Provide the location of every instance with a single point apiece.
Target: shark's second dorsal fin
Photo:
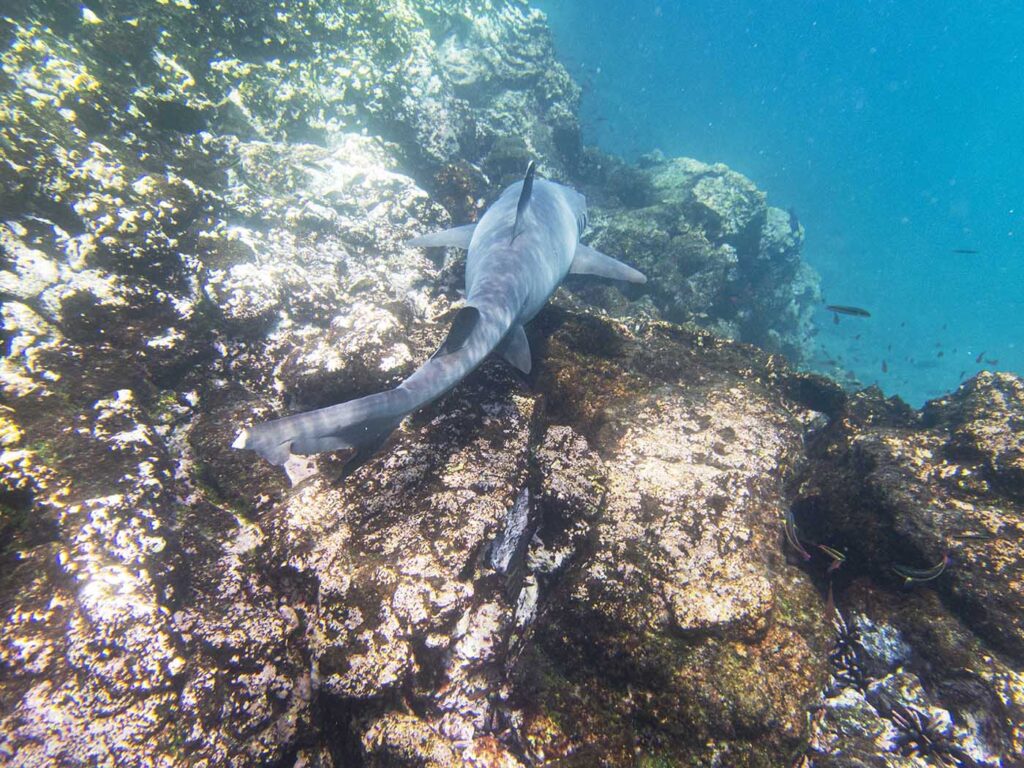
(527, 189)
(463, 325)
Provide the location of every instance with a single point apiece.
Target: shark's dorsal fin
(527, 189)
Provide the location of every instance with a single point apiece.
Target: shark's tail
(361, 425)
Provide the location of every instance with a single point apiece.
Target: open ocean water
(894, 130)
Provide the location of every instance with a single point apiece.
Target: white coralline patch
(31, 270)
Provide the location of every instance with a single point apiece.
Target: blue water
(894, 129)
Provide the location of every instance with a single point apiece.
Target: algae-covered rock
(915, 491)
(678, 617)
(713, 250)
(911, 683)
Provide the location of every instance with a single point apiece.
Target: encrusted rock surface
(902, 488)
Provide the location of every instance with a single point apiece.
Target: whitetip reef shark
(519, 251)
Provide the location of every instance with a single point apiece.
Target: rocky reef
(203, 216)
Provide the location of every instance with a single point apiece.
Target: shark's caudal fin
(588, 261)
(361, 425)
(527, 189)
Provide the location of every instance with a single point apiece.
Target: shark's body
(520, 250)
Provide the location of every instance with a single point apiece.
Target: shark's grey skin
(519, 251)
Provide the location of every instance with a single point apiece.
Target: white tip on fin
(457, 237)
(588, 261)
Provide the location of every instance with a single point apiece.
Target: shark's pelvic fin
(463, 325)
(588, 261)
(457, 237)
(515, 349)
(527, 189)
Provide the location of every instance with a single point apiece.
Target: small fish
(923, 574)
(856, 311)
(838, 558)
(793, 536)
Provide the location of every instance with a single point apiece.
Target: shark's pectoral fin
(457, 237)
(515, 349)
(463, 325)
(588, 261)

====

AIM OF THE TASK – The records are to be duplicated in full and exactly, with images left out.

ANSWER SECTION –
Provide the location of every instance with a single point apiece.
Target: shark's second dorsal fin
Photo:
(527, 189)
(463, 325)
Provide the location of every instance with a single point apiece.
Target: shark's dorsal fin
(527, 189)
Provide the location of every instance with a single point apiece.
Target: shark's tail
(361, 425)
Provide the location of every instance with a single point apiece.
Target: open ocean water
(894, 130)
Provide the location of every instance with a single point apiece.
Target: white coralline patch
(31, 270)
Provide the location of every instance with a single point apiece.
Target: blue water
(894, 129)
Provide the location of every instance with a single point apiece.
Target: algae-covered rock
(915, 491)
(678, 617)
(713, 250)
(911, 683)
Provide the location of every instance with a single point apiece.
Target: encrusted rock surface
(902, 488)
Provide the location of every instance with a single point apiece.
Target: whitetip reef shark
(519, 251)
Provide the location of every instance with a single point apiece.
Target: rocky reef
(203, 216)
Provide the location of every instance with a single point apiece.
Target: shark's caudal fin
(588, 261)
(361, 425)
(527, 189)
Provide the location of every instance with a single point apiece.
Target: shark's body
(520, 250)
Provide the location of every instance with a single point apiece.
Target: shark's grey skin
(519, 251)
Provide the location of every instance with a single point apiece.
Target: white tip on fin
(457, 237)
(588, 261)
Provide the location of every instance with a single point apiece.
Target: shark's pelvic fin
(463, 325)
(588, 261)
(457, 237)
(515, 349)
(527, 189)
Provide the location of every instance with a single point apiece.
Target: small fish
(923, 574)
(856, 311)
(838, 558)
(793, 536)
Provide the location of every instance with a single point apiece.
Target: shark's pectoral fin
(457, 237)
(515, 349)
(463, 325)
(588, 261)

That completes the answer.